_Provided text_
Set-settal should be revisited

Monday, July 31, 2017

After 8 months of absence, set-settal, which is the national cleansing exercise, resumed last Saturday 29 July 2017.

For many, the notice was very short; it was only by SMS or text message sent out by the National Environment Agency (NEA) to notify people about the exercise hence majority of the people in the country did not get the message and were therefore not aware of the resumption of the exercise.

Moreover, even where some people could receive the short notice, the majority who are illiterate could not comprehend the message as they could not read it to be able to act on it.

Usually and prior to this unexpected announcement people were informed through GRTS in English and in all the local languages three days before the actual day.

Furthermore there was no specific information in the SMS sent out by the NEA as to what time to start the cleansing exercise and what time to end it, leading to erratic rush in the morning while traffic was also closed, which affected the smooth operations of commercial business as well as personal transactions.

It is essential to note that any time such an important undertaking is to be carried out by the public, people should be well informed through GRTS and other mediums.

There is no doubt that set-settal is good for our heath. It can however be carried out in such a way that it won’t hinder the smooth flow of vehicles and businesses.

Currently, there is no country in the sub-region that is closing traffic for set-settal. The Gambia is a model of trade and our neighbours are travelling to the country, especially on weekends, to buy essential goods for trade and personal use further afield.

Closing the traffic is not ideal; it will hamper our businesses including banks, and this will also affect our re-export trade.

Referring expression grounding data:
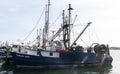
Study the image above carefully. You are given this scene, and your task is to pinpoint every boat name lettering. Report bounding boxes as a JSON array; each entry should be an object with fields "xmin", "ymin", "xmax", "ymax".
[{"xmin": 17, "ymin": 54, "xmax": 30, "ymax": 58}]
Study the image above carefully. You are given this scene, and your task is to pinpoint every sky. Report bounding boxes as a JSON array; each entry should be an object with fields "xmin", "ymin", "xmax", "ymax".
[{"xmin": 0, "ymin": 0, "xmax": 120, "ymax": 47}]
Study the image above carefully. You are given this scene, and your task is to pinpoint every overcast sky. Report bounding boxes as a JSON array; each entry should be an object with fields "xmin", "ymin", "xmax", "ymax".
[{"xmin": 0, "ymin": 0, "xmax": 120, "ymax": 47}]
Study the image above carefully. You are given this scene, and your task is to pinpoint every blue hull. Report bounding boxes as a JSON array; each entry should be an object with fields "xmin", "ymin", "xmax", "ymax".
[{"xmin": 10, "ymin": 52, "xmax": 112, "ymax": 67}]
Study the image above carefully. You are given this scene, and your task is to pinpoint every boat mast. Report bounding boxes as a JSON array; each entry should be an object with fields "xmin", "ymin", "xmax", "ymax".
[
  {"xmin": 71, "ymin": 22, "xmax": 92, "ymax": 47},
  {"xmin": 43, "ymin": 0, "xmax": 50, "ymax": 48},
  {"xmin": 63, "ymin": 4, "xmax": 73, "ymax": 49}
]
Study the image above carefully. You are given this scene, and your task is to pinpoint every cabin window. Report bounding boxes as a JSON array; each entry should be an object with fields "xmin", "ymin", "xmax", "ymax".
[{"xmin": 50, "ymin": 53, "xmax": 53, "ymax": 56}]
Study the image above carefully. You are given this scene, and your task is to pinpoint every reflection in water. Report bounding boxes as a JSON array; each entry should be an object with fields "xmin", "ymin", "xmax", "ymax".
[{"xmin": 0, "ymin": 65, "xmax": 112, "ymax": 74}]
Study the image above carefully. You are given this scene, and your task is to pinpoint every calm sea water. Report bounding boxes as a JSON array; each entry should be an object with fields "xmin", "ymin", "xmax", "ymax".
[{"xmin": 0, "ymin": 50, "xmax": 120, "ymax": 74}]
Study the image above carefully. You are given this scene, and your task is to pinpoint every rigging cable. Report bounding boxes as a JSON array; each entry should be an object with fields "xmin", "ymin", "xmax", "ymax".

_Assignment A_
Please quote the part of the set-settal editorial between "Furthermore there was" and "vehicles and businesses.", inclusive, word for word.
_Assignment B_
Extend the set-settal editorial beyond its last sentence, keeping its tone and argument.

_Answer section A_
Furthermore there was no specific information in the SMS sent out by the NEA as to what time to start the cleansing exercise and what time to end it, leading to erratic rush in the morning while traffic was also closed, which affected the smooth operations of commercial business as well as personal transactions.

It is essential to note that any time such an important undertaking is to be carried out by the public, people should be well informed through GRTS and other mediums.

There is no doubt that set-settal is good for our heath. It can however be carried out in such a way that it won’t hinder the smooth flow of vehicles and businesses.

_Answer section B_
We can do the monthly set-settal and impose sanctions on yard owners who repeatedly fail to clean their environs. The sanction or penalty should be appropriately administered after defaulters have first been warned adequately. Where such warnings are not heeded then fines or other penalties can be imposed. But people should not be forced to be indoors.

Having said this, it is vital to note that we are in a new Gambia, and we should endeavour to keep our country spic and span, as we promote cleanliness and avoid dumping rubbish in our environments.

The municipalities should have more vehicles and more labourers to collect garbage in time and deposit them in the areas earmarked for that.

Government should bear in mind that some students are going to classes on Saturdays, patients need to go to hospitals, and that banks and pharmacies should be opened, as they are highly needed.

We are therefore appealing to the National Environment Agency to revisit the national cleansing services in the interest of all of us; that is, meaning during the set-settal business can be carried out and vehicles or the traffic can be allowed to flow.

Meanwhile, we commend CDS Lt General Masaneh Kinteh and the gallant men and women of all security forces who came out in large numbers to clean most of the areas in the city centres such as Banjul and KMC.

“We should maintain the new Gambia in a pristine condition on a new model of set-settal.”